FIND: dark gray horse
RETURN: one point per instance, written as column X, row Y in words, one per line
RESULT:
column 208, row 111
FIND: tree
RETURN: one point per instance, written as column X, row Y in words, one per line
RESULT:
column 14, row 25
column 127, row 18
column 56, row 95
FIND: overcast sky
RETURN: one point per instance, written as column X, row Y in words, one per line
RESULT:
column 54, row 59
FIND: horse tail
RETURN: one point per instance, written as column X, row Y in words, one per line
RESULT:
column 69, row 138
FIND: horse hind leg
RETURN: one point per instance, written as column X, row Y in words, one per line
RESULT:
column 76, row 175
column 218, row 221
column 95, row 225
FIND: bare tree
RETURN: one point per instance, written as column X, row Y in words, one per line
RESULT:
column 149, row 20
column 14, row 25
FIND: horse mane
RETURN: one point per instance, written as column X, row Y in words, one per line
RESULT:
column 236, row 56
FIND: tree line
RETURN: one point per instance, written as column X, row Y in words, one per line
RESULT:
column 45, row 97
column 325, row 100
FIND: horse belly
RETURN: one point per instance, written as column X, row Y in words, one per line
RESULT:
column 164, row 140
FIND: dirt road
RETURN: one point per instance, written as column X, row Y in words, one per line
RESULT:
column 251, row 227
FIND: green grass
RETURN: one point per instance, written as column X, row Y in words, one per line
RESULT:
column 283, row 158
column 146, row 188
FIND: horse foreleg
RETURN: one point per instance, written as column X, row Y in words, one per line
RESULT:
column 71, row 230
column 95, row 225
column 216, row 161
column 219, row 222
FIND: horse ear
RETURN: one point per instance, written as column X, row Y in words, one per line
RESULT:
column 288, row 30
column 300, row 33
----
WRITTEN INSTRUCTION – Write out all of the items above again, word for word and line for line, with nothing changed.

SOLUTION TO THIS PROBLEM –
FIND: dark gray horse
RETURN: one point per instance, written as column X, row Y in words, one per line
RESULT:
column 208, row 111
FIND: tree
RETURN: one point per instance, written as column X, row Y in words, one per line
RESULT:
column 14, row 25
column 127, row 18
column 56, row 95
FIND: overcast sky
RETURN: one point per instance, written as column X, row Y in words, one per line
RESULT:
column 54, row 59
FIND: horse tail
RETURN: one point per instance, written as column X, row Y in words, one per line
RESULT:
column 69, row 138
FIND: horse hind leg
RETURN: one point per instance, written as column X, row Y in words, one per line
RESULT:
column 76, row 175
column 218, row 221
column 95, row 225
FIND: bare tree
RETURN: one point per instance, written as column X, row Y in words, one per line
RESULT:
column 149, row 20
column 14, row 25
FIND: horse mane
RETURN: one point per instance, written as column X, row Y in words, one per line
RESULT:
column 236, row 56
FIND: tree line
RETURN: one point per instance, written as column X, row Y in words, one per line
RESULT:
column 45, row 97
column 325, row 100
FIND: horse belly
RETURN: one point per instance, written as column X, row Y in words, one per line
RESULT:
column 164, row 140
FIND: dirt road
RETURN: one point per instance, written as column X, row Y in words, one per line
RESULT:
column 251, row 227
FIND: green grass
RETURN: one point per instance, written as column X, row Y in words, one per line
RESULT:
column 283, row 158
column 146, row 188
FIND: horse foreleg
RETURN: one point per instance, written as column X, row Y in words, one per line
RESULT:
column 71, row 230
column 95, row 225
column 216, row 161
column 219, row 222
FIND: horse ear
RETURN: one point per instance, written as column X, row Y in words, one per line
RESULT:
column 288, row 30
column 300, row 33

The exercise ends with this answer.